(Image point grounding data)

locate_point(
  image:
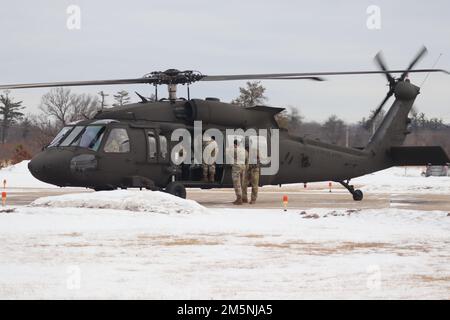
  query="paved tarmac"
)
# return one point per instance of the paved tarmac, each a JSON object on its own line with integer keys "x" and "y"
{"x": 271, "y": 197}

PROMPT
Type the lines above out again exactly as they appear, skipping every picture.

REPLY
locate_point(
  image:
  query="paved tarmac"
)
# return one point per instance of the paved tarmac, each a JSON object on its own line with integer keys "x" and "y"
{"x": 271, "y": 197}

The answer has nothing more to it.